Start of RECORDS

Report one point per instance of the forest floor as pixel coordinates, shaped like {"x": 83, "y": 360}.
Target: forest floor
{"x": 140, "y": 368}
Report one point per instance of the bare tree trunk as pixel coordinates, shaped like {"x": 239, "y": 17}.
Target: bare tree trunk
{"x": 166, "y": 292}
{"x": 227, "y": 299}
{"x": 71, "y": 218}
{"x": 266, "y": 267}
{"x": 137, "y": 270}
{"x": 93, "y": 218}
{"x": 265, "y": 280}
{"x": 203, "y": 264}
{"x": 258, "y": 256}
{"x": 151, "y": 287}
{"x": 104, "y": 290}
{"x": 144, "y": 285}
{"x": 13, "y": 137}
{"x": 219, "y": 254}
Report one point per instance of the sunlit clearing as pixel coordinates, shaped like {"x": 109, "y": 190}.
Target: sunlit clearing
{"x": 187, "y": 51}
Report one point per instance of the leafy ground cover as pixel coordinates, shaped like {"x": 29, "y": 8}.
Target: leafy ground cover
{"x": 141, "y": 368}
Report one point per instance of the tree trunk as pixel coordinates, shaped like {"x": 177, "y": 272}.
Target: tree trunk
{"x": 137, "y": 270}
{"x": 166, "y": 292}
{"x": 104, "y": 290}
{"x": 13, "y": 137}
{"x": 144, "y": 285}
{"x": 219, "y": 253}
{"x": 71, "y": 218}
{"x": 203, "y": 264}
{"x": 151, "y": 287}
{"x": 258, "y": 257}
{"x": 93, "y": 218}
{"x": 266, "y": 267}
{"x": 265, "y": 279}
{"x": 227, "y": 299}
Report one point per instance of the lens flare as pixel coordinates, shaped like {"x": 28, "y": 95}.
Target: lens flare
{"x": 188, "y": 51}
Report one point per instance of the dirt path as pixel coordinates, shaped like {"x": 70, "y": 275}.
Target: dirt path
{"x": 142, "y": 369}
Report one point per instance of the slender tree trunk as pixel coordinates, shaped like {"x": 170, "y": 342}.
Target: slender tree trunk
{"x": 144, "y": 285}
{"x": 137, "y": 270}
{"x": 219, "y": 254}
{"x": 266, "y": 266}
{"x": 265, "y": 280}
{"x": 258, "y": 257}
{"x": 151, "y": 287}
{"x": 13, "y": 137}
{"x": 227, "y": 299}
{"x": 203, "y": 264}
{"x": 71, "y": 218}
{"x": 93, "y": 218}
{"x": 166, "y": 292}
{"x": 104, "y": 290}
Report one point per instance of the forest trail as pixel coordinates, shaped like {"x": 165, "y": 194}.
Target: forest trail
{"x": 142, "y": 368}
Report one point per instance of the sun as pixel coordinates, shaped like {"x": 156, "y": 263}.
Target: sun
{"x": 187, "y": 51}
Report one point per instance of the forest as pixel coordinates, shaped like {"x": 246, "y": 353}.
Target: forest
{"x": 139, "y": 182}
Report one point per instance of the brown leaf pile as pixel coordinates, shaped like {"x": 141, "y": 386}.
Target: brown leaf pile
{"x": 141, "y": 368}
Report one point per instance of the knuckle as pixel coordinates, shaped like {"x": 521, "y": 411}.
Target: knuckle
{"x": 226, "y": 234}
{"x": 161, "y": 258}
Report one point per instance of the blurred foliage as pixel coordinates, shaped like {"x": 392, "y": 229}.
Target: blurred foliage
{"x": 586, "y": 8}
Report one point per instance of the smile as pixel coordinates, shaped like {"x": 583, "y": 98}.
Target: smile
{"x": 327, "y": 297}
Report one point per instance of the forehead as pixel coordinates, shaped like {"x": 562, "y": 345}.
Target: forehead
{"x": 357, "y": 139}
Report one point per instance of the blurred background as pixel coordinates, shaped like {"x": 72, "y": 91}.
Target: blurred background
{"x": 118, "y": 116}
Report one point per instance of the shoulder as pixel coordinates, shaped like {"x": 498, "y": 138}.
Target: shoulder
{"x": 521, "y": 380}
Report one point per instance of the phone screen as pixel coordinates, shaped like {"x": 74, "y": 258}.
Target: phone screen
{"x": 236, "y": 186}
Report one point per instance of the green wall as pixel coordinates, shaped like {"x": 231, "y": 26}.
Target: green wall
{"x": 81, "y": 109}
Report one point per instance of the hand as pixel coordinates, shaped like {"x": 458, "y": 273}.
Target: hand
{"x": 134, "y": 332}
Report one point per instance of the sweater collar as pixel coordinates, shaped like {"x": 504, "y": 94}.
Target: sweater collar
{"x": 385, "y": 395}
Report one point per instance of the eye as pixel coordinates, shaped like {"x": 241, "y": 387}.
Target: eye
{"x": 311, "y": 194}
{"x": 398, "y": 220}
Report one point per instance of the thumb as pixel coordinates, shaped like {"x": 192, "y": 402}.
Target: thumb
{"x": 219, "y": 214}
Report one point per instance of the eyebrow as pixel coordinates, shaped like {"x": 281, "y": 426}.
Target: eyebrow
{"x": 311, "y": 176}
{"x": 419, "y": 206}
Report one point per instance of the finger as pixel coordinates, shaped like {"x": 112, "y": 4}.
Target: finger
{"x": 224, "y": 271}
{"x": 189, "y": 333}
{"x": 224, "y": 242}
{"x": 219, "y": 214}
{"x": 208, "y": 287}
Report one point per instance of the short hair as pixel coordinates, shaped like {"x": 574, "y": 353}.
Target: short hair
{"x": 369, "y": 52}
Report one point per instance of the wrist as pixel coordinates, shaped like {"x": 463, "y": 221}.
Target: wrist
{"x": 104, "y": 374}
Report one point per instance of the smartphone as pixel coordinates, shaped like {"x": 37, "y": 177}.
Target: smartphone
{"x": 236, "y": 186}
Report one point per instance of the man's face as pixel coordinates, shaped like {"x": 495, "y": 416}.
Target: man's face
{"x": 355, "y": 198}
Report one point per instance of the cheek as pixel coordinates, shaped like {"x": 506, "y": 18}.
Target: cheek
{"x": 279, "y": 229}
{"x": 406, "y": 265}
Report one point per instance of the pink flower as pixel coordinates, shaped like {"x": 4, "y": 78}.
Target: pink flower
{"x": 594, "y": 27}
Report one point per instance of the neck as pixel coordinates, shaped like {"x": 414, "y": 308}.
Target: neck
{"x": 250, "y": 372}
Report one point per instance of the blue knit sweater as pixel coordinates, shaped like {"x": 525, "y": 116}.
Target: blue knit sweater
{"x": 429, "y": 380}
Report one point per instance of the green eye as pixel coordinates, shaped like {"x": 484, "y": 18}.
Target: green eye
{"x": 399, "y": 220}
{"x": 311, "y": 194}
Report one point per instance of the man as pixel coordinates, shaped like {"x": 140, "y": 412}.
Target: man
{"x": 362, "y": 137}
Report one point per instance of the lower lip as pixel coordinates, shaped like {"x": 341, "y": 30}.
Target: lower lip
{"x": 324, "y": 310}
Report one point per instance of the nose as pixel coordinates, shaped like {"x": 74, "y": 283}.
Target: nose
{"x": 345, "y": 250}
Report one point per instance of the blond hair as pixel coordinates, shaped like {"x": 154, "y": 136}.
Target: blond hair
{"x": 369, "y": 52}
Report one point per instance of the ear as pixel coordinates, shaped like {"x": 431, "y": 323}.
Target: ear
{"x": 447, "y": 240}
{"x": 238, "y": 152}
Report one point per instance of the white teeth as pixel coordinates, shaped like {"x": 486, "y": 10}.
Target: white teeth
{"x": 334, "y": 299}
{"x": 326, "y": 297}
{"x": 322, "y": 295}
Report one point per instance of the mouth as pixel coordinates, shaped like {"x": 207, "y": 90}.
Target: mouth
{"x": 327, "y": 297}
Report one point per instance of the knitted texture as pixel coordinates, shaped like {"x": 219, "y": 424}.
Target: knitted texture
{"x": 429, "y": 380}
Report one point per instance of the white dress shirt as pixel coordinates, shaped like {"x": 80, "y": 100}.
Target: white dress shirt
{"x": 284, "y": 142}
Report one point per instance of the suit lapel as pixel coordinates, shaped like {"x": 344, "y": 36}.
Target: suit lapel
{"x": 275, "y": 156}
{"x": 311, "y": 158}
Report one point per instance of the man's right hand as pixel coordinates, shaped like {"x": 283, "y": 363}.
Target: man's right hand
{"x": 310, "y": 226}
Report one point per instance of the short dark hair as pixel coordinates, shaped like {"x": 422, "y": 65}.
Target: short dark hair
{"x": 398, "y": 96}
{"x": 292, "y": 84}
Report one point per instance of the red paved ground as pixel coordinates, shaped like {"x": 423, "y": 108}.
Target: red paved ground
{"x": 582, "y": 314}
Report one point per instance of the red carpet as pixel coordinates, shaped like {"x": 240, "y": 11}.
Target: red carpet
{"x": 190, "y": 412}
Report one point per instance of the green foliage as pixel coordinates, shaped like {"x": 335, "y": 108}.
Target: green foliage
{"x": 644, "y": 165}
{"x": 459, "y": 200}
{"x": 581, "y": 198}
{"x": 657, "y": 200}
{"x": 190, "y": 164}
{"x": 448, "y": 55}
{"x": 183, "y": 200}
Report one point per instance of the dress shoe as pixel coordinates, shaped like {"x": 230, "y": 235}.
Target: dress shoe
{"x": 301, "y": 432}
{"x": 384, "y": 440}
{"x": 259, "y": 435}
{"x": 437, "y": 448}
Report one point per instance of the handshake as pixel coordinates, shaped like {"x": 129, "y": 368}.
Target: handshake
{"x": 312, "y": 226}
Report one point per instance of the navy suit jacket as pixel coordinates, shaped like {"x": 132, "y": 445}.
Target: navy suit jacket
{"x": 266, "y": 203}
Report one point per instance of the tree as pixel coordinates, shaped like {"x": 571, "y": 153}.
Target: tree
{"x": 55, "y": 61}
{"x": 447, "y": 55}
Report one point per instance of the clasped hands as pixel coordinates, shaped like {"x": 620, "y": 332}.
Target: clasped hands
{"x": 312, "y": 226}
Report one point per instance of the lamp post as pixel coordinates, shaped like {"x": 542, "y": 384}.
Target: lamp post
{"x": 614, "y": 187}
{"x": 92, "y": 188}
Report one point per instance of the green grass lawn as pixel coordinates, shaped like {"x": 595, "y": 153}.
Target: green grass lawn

End of RECORDS

TO DO –
Render everything from the line containing "Report one point per instance of the green grass" down to the end of the listing as a JSON list of strings, with one string per line and blank lines left out.

SOLUTION TO THE PROBLEM –
[
  "Report one point per instance of the green grass lawn as pixel coordinates, shaped like {\"x\": 595, \"y\": 153}.",
  "Target: green grass lawn"
]